===== Recorded data
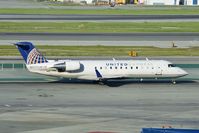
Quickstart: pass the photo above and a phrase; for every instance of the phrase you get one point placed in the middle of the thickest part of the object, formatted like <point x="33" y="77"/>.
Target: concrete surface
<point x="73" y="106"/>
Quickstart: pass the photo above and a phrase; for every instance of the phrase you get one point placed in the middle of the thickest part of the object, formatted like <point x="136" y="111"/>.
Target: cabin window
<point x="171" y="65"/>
==========
===== Recorded data
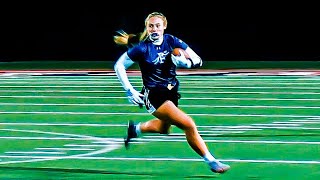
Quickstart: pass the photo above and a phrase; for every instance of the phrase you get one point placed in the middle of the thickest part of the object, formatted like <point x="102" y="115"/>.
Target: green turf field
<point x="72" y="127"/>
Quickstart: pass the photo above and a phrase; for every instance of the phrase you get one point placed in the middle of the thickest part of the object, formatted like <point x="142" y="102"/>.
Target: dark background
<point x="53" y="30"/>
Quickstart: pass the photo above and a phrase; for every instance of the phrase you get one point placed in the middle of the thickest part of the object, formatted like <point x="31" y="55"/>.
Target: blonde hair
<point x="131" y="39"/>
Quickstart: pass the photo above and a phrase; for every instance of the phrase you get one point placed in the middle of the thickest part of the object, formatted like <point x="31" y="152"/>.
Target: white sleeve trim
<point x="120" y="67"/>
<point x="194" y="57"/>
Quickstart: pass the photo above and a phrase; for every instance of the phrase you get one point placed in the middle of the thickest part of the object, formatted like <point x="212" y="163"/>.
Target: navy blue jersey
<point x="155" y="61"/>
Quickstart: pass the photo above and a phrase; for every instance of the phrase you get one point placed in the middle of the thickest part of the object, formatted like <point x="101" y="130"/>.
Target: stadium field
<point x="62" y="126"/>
==========
### Set exercise
Locate every line above that contains the word "field" and copy each one out. Case counts.

### Result of this task
Target: green turf field
Target: stadium field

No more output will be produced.